• Directions for this task:
Filter the rows below and copy, in full, every line that contains the word "point".

• Available records:
*****
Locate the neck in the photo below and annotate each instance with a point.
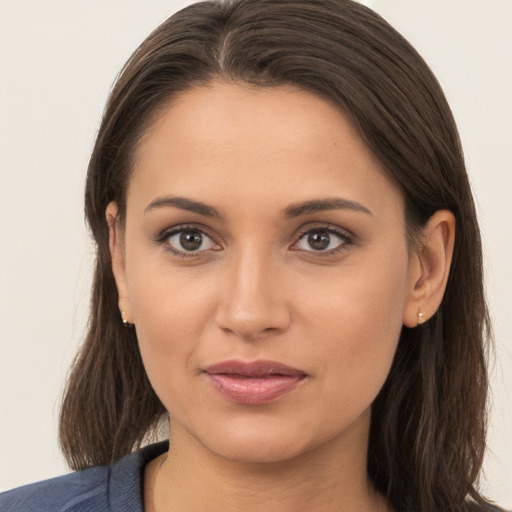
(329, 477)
*****
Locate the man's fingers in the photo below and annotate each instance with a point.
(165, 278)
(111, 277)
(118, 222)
*****
• Full response:
Locate the neck in the photo below and annotate each instance with a point.
Locate the man's fingers in the photo below and annotate each instance with a point.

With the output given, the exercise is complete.